Requirement A
Reproduce the debate passage from "I believe that I said" up to and including "has been made.".
Requirement B
List every clause that the debate passage refers to by number.

Passage given
The proposed amending provision would also have the effect of altering the position of those Gurkhas discharged after 1 July 1997. The logic of the distinction between those who served pre-1997 and those who served after was recognised by the High Court, as it is recognised by common sense. The problem is that the new clause would make the rules for Gurkhas since 1997 inconsistent with those of Commonwealth soldiers. It was that principle that the campaign was trying to establish.
In the context of new clause 5, my hon. Friend the Member for Walthamstow (Mr. Gerrard) raised the important question of what would happen if an application for probationary citizenship failed. Given that the Bill relates to citizenship-not to settlement, which is covered by other Acts and rules-the answer is that citizenship would not be granted. Status is covered elsewhere, under settlement rules.
As my hon. Friend said, there would be several options for those affected. If a person with permanent residence applies for British citizenship and the application fails, that will not affect that person's permanent residence status. That is probably the category about which he is most concerned. If a person with probationary citizenship
applies for citizenship, it will be open to that person to apply for permanent residence once he or she has accumulated the right amount of qualifying leave, as set out in clause 41. It will also be open to the Secretary of State to grant further probationary citizenship. What will happen to the individual concerned will depend on his or her settlement rights-backed up by the European convention-rather than citizenship rights.
Hon. Members on both sides of the House have raised the important issue of transitional arrangements. I told the Committee that I would return to the issue. The original clause 39 was found not to be acceptable. I trust that Government amendment 17, tabled in the name of my right hon. Friend the Home Secretary, alongside assurances that I intend to give the House will address the concerns raised by hon. Members about transitional arrangements. I am also announcing today that, as part of our package of transitional measures, we have decided that to give those who are currently in the UK on a route to settlement time to adjust to the new system, we will allow the earned citizenship provisions to commence in July 2011.
I believe that I said on Second reading-I certainly said it in Committee-that I support the idea of transitional arrangements. The court ruled on the highly skilled migrants programme. Of course we accepted that, and I personally accept that in such cases there is a reasonable expectation for application for status. That is not the case in the other categories, as we established in Committee. The precedent set in court established that there is no reasonable expectation in law. However, we understand the point that has been made.
New clause 7 attempts to reinstate much of the old clause 39. It would provide for a one-year period after commencement in which migrants may apply for indefinite leave to remain or for citizenship under the current rules. I explained in Committee why part 2 is not an appropriate context in which to deal with applications for indefinite leave to remain. I hope that hon. Members will understand why clause 39 was removed in the first place, and why it is preferable to amend clause 59. I believe that I can provide the assurances that have been sought.
Amendment 23 seeks to deal with those who arrived here on the highly skilled migrants programme. I explained in Committee that the Government would of course honour obligations under the judgments to allow HSMP migrants covered by the judgments of the court to apply for indefinite leave to remain. We do not accept that HSMP migrants have a legitimate expectation to be able to apply for citizenship as amendment 23 suggests,
but I hope that after I have explained our proposed package of transitional arrangements, the hon. Member for Ashford (Damian Green) will accept that they are fair and will not press the amendment to a vote.

Data lines

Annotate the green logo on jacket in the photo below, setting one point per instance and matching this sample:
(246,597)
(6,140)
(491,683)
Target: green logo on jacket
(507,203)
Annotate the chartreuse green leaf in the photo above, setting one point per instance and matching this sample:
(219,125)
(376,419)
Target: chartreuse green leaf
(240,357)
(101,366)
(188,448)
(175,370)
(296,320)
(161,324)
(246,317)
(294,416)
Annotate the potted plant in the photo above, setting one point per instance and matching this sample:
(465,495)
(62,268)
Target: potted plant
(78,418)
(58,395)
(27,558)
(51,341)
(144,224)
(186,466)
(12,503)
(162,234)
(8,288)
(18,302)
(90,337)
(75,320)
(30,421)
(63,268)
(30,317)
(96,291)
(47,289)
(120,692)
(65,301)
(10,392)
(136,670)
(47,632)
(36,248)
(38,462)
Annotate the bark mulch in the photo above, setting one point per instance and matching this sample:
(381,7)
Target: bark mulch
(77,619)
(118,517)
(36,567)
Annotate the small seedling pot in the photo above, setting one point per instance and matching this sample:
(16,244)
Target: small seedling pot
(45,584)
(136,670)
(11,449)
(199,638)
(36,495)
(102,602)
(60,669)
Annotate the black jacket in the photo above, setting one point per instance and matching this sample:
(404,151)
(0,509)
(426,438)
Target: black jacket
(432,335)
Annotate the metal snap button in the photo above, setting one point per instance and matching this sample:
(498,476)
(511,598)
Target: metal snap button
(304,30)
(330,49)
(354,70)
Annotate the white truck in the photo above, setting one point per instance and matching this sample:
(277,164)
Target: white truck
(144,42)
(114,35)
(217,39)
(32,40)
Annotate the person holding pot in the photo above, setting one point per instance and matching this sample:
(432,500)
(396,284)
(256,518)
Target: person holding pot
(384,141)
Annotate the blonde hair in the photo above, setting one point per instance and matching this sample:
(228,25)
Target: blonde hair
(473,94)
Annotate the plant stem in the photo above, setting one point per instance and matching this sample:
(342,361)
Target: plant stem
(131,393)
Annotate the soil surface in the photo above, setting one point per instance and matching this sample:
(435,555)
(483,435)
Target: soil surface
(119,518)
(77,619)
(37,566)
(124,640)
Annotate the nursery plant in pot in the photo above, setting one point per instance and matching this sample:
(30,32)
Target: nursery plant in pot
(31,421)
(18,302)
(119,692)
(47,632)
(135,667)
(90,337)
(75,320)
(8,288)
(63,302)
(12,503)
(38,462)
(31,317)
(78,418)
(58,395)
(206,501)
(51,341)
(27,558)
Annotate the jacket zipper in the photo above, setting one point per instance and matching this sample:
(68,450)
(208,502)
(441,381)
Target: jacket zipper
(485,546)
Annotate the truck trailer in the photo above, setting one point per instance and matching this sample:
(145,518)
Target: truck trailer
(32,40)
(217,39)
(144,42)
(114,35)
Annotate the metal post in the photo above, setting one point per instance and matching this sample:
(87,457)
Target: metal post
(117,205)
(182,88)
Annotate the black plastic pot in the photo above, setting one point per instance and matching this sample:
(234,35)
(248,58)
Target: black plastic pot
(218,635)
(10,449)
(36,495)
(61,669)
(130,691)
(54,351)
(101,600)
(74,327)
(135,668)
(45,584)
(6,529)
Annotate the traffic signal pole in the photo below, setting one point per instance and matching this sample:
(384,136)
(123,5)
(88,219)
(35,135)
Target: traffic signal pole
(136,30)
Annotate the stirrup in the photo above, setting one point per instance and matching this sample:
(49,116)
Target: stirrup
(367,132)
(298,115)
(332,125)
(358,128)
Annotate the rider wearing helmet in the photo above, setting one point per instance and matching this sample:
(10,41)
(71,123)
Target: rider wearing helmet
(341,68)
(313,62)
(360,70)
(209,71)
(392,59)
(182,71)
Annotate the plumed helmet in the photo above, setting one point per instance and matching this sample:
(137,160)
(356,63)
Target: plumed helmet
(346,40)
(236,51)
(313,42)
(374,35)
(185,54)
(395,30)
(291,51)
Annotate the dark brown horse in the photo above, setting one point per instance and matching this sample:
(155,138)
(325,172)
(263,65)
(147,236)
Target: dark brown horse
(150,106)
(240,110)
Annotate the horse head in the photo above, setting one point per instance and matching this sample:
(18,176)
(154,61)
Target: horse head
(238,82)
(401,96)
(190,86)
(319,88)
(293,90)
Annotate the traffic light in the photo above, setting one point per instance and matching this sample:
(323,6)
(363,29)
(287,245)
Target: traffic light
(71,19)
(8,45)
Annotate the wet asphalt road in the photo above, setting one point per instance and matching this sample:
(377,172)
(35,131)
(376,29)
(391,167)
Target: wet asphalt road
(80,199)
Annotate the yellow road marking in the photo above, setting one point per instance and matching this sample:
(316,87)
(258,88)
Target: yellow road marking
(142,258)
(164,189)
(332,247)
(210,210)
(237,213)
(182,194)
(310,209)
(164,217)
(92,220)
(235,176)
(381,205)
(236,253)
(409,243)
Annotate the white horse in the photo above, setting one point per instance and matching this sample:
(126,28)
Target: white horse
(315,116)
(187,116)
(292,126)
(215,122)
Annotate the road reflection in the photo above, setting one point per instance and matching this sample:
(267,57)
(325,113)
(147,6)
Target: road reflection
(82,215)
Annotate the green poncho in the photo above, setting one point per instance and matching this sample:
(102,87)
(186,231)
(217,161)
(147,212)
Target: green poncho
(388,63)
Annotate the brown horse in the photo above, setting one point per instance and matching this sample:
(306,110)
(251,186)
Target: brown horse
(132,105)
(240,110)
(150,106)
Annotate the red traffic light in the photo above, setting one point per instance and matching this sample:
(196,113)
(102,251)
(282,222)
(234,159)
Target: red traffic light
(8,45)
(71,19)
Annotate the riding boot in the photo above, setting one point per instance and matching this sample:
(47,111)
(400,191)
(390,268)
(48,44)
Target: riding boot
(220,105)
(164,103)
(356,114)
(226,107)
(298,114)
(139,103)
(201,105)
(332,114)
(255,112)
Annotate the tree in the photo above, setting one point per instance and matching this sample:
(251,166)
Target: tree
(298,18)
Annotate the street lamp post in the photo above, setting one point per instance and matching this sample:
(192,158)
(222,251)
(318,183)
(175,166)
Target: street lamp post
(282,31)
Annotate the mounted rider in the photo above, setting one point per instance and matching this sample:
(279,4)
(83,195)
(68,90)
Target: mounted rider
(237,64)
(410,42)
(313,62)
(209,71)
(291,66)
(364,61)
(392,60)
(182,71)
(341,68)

Problem solution A
I believe that I said on Second reading-I certainly said it in Committee-that I support the idea of transitional arrangements. The court ruled on the highly skilled migrants programme. Of course we accepted that, and I personally accept that in such cases there is a reasonable expectation for application for status. That is not the case in the other categories, as we established in Committee. The precedent set in court established that there is no reasonable expectation in law. However, we understand the point that has been made.

Problem solution B
new clause 5, clause 41, clause 39, new clause 7, clause 59